** GIVEN EXERCISE **
Copy the lines verbatim, beginning with the line that contains "For every instance of the gray" and continuing through the end of the data, and only those lines.

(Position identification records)
┌────────
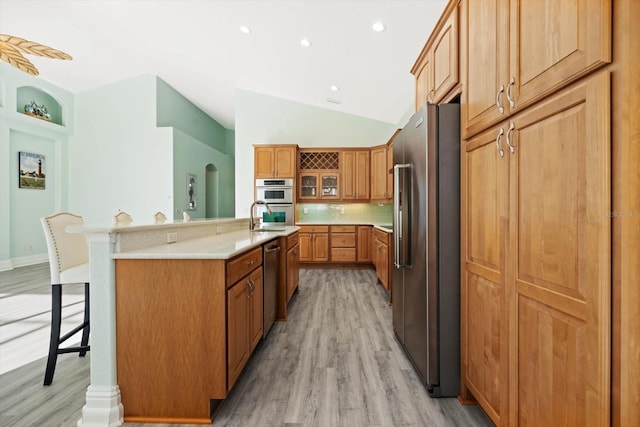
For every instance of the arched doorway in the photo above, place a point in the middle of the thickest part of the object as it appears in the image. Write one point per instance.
(211, 191)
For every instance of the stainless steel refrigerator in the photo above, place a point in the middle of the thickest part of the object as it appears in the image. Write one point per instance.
(426, 273)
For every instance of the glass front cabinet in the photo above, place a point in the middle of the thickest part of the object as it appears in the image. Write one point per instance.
(319, 186)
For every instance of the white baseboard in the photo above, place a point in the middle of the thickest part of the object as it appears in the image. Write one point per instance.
(10, 264)
(6, 265)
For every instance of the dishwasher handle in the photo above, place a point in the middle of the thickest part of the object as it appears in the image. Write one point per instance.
(272, 249)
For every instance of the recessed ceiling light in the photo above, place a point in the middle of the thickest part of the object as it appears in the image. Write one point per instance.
(378, 27)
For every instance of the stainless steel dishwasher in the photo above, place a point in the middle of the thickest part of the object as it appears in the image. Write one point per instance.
(271, 266)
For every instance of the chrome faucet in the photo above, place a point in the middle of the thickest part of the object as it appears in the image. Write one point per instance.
(252, 225)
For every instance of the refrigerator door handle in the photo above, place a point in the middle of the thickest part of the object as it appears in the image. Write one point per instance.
(402, 193)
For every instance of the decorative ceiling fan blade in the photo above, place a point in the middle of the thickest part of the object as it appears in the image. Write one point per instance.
(11, 55)
(34, 48)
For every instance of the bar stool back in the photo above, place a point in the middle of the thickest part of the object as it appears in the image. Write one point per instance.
(68, 263)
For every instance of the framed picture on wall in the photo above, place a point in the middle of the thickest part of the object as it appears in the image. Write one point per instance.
(31, 170)
(192, 201)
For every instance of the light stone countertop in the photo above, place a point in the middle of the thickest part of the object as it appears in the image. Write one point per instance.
(217, 246)
(380, 226)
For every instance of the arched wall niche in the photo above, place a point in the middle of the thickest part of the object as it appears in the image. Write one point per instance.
(28, 94)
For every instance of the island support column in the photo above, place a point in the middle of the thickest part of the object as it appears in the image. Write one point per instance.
(103, 407)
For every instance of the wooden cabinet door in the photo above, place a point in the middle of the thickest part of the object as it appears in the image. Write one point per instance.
(285, 162)
(321, 246)
(423, 82)
(484, 56)
(379, 173)
(384, 266)
(363, 249)
(237, 330)
(445, 59)
(309, 186)
(348, 168)
(305, 247)
(263, 162)
(362, 177)
(293, 270)
(255, 308)
(547, 52)
(560, 232)
(329, 185)
(485, 190)
(389, 168)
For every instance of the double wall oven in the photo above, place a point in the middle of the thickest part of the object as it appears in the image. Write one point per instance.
(278, 193)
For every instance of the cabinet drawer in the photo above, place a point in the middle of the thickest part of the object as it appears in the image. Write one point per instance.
(343, 254)
(292, 240)
(238, 267)
(343, 240)
(343, 228)
(314, 228)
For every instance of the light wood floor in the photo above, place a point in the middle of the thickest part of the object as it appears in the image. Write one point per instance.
(334, 363)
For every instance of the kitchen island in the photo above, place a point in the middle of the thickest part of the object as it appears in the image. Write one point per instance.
(173, 324)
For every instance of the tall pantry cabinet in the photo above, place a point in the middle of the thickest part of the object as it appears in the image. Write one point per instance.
(536, 190)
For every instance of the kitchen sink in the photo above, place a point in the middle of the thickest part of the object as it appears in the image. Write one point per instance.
(268, 229)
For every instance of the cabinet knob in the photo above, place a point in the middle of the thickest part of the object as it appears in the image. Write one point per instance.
(500, 107)
(512, 102)
(500, 150)
(512, 148)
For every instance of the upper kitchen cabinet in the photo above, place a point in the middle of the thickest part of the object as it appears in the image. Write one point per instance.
(354, 166)
(516, 52)
(275, 161)
(436, 69)
(319, 175)
(379, 189)
(382, 171)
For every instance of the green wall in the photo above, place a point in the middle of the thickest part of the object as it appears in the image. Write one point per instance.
(174, 110)
(146, 136)
(21, 237)
(192, 157)
(124, 146)
(118, 159)
(264, 119)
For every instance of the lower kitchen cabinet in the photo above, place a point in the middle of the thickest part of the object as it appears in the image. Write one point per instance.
(244, 322)
(536, 282)
(381, 257)
(343, 243)
(171, 338)
(293, 265)
(314, 243)
(364, 244)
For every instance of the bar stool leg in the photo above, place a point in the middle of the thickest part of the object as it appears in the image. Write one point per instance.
(56, 319)
(85, 330)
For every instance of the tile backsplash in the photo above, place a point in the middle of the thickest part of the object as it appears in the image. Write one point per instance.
(375, 213)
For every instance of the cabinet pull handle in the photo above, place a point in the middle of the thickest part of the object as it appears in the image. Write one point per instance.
(512, 126)
(512, 102)
(500, 107)
(429, 97)
(252, 287)
(500, 150)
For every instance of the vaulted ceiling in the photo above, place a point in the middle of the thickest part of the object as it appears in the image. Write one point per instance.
(197, 47)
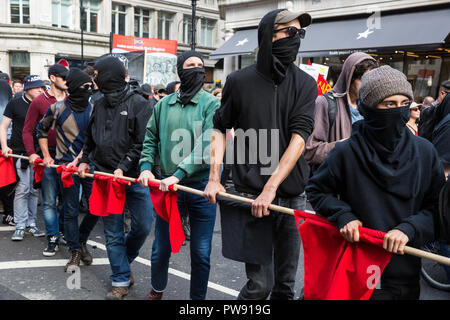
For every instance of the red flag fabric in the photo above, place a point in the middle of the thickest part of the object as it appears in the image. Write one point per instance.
(108, 196)
(336, 269)
(165, 204)
(66, 175)
(38, 170)
(322, 85)
(7, 172)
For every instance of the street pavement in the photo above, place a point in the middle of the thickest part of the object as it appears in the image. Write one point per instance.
(26, 274)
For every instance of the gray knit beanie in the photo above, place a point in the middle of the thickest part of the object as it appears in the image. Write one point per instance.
(382, 82)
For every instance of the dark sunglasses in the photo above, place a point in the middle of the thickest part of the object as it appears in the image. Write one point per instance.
(292, 31)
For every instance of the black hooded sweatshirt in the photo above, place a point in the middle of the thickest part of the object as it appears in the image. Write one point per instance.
(386, 186)
(116, 129)
(256, 98)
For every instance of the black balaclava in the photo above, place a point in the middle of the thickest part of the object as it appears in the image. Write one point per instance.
(385, 126)
(191, 79)
(111, 75)
(386, 150)
(78, 99)
(275, 58)
(170, 88)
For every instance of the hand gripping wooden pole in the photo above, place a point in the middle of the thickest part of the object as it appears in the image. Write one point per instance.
(408, 250)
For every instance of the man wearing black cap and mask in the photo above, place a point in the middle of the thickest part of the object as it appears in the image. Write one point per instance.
└────────
** THE RESULT **
For every instance of the gray knit beanie in the photo above, place a point in the middle of the thickest part of the object as it appears in the image. Write one point per instance.
(382, 82)
For every instance of the dark sunglasses in the photo above, place a point in the middle of the thickest part of the object as it appears in the image. Write one point per instance.
(292, 31)
For every instance of the black hooded sweatshirt in the photo above, place a point in the middle of the thickest part of the object as it appears in the image. Write one point per instance.
(386, 186)
(116, 129)
(256, 98)
For every instance of the black balaclava in the photo above, place a point in the middle of the thickest part of the object as it appears in the image. Write one point per instance.
(385, 126)
(191, 79)
(111, 75)
(386, 150)
(78, 99)
(275, 58)
(170, 88)
For every instance of the hand gripping wooden pole in the photo above, place a point in the middle of the thickest part of the object as it appears in the image. Write one point per instance.
(408, 250)
For every instance of the man wearing black cap and mask in the photo above, place a point in the middle of the thickest part of the object as it appears in the image. Write one point per instance.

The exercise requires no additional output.